### Consignes
• A. Répondez aux questions suivantes d'après l'intervention sur le Sahara occidental.
(i) À quelle date et à quelle heure s'est tenue la séance ?
(ii) Quel exercice a eu lieu sans représentation gouvernementale ?
(iii) Qu'est-ce que l'orateur présente comme une priorité constante de la diplomatie française ?
• B. Pour chaque affirmation, indiquez si elle concorde avec l'intervention sur le Sahara occidental. Répondez par oui ou non et citez à l'identique les mots décisifs du texte.
(i) La table ronde s'est tenue en présence d'une représentation gouvernementale.
(ii) Le conflit dure depuis plusieurs décennies.
(iii) L'orateur constate un apaisement des tensions entre les parties prenantes.

### Extrait de page
=====

Intervention de Jean-Baptiste Lemoyne

Séance en hémicycle du jeudi 6 janvier 2022 à 15h00
Sahara occidental

Jean-Baptiste Lemoyne, ministre délégué auprès du ministre de l'Europe et des affaires étrangères, chargé du tourisme, des Français de l'étranger et de la francophonie, et auprès du ministre de l'économie, des finances et de la relance, chargé des petites et moyennes... :

Je vous remercie pour votre invitation à débattre du Sahara occidental dans le cadre d'un échange entre les membres du Gouvernement et la représentation nationale – exercice distinct de la table ronde que vous venez de tenir et qui a eu lieu sans représentation gouvernementale.

La France a toujours été naturellement très attentive à la situation sur le terrain et aux perspectives de résolution d'un conflit qui dure depuis plusieurs décennies. Elle l'est d'autant plus aujourd'hui que nous constatons un regain de tension très préoccupant entre les parties prenantes.

Avant d'en venir en détail sur le cas du Sahara occidental, je voudrais vous redire l'attachement de la France au respect du droit international. C'est une priorité constante de la diplomatie française, parce qu'il est dans notre intérêt de promouvoir un cadre multilatéral fondé sur des règles mutuellement agréées qui permettent d'assurer un règlement pacifique des différends. Cet engagement en faveur du respect du droit international se traduit par des actes concrets.

=====

### Données fournies

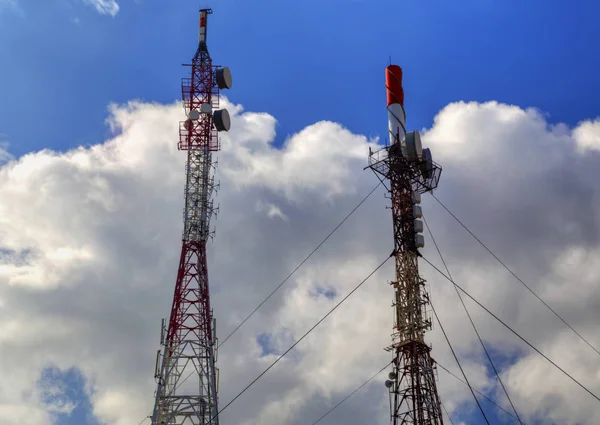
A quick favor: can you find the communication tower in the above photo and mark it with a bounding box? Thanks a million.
[369,65,443,425]
[152,9,231,425]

=====

### Réponses par exercice
• A.
(i) Le jeudi 6 janvier 2022 à 15h00.
(ii) La table ronde.
(iii) Le respect du droit international.

• B.
(i) Non : « qui a eu lieu sans représentation gouvernementale ».
(ii) Oui : « un conflit qui dure depuis plusieurs décennies ».
(iii) Non : « un regain de tension très préoccupant entre les parties prenantes ».